Horowitz provided Dunkley’s name to Inside Higher Ed Monday, based on a request that he provide more information about the Northern Colorado incident. At the same time, Horowitz offered up two supporters of his efforts in Colorado as people who could verify the complaining student’s story.

Erin Bergstrom, one of the volunteers, was the person with Students for Academic Freedom who first interviewed the Northern Colorado student. Bergstrom said Monday that the student needed to remain anonymous because “she’s been very intimidated by the whole process.”

Bergstrom said that she believed that the student had copies of letters from university officials that backed her claims, but Bergstrom acknowledged that she had never seen the test that set off the complaint or other key documents. She said that because students “don’t walk into a classroom expecting problems,” they can’t be expected to have proof when things go wrong.

“They don’t tape every course. They don’t keep every paper,” Bergstrom said.
************
▸ **TO DO**
(A) In the news excerpt, who first interviewed the Northern Colorado student?
(B) Please translate this sentence from the news excerpt into Spanish: "Bergstrom said Monday that the student needed to remain anonymous because “she’s been very intimidated by the whole process.”"
(C) Write out everything in the news excerpt from "Bergstrom said that" down to "things go wrong.".
************
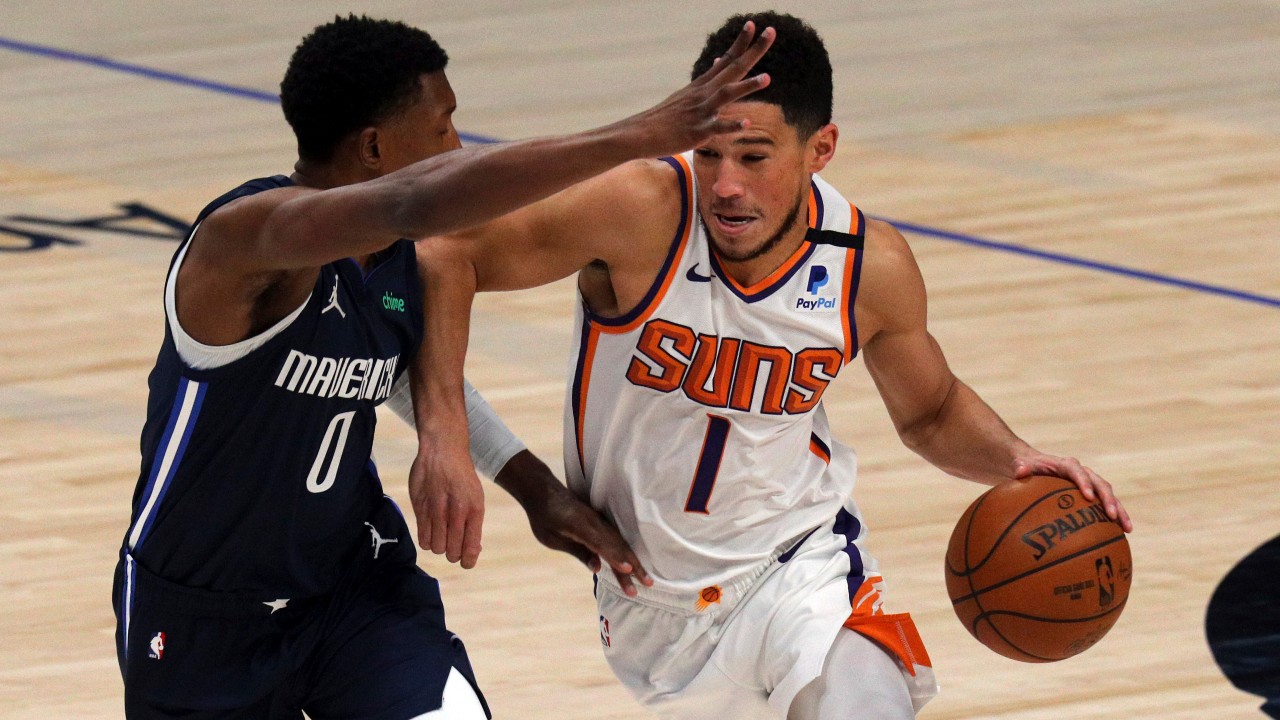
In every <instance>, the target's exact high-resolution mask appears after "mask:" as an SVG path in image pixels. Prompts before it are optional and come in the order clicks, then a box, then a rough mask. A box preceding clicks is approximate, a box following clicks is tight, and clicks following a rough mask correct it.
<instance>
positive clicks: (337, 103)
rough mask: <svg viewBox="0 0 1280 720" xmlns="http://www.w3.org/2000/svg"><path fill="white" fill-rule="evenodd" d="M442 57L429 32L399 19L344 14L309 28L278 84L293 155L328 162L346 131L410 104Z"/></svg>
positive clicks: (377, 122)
************
▸ **ANSWERS FOR THE EXERCISE**
(A) Erin Bergstrom, one of the volunteers with Students for Academic Freedom.

(B) Bergstrom dijo el lunes que la estudiante necesitaba permanecer en el anonimato porque «ha estado muy intimidada por todo el proceso».

(C)
Bergstrom said that she believed that the student had copies of letters from university officials that backed her claims, but Bergstrom acknowledged that she had never seen the test that set off the complaint or other key documents. She said that because students “don’t walk into a classroom expecting problems,” they can’t be expected to have proof when things go wrong.